> _Dataset items_:

>> START

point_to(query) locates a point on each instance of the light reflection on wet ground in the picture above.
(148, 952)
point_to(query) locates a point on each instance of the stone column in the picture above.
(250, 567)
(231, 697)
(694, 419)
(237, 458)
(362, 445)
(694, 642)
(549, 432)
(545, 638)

>> END

> _Written instruction_: Reproduce every record above line for line, changing nothing.

> _Answer for this exercise_:
point_to(query) locates a point on each instance of the light reflection on wet ground in the picture above.
(148, 952)
point_to(query) locates a point on each instance of the stone column in the picture above.
(250, 567)
(231, 697)
(694, 419)
(237, 458)
(362, 445)
(694, 642)
(549, 432)
(545, 638)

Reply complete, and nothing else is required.